* _Task to carry out_:
Output the records exactly, with no line skipped.

[Extracted data entries]
---

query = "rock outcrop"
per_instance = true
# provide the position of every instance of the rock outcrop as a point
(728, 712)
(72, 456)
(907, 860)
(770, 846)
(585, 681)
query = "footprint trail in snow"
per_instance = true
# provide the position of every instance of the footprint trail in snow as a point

---

* _Response_:
query = "rock outcrop"
per_instance = true
# provide the position of every instance of the rock outcrop as a point
(728, 712)
(72, 456)
(907, 860)
(770, 846)
(585, 681)
query = "footprint trail in snow"
per_instance = true
# provide the position of every instance of the footprint trail in snow as a point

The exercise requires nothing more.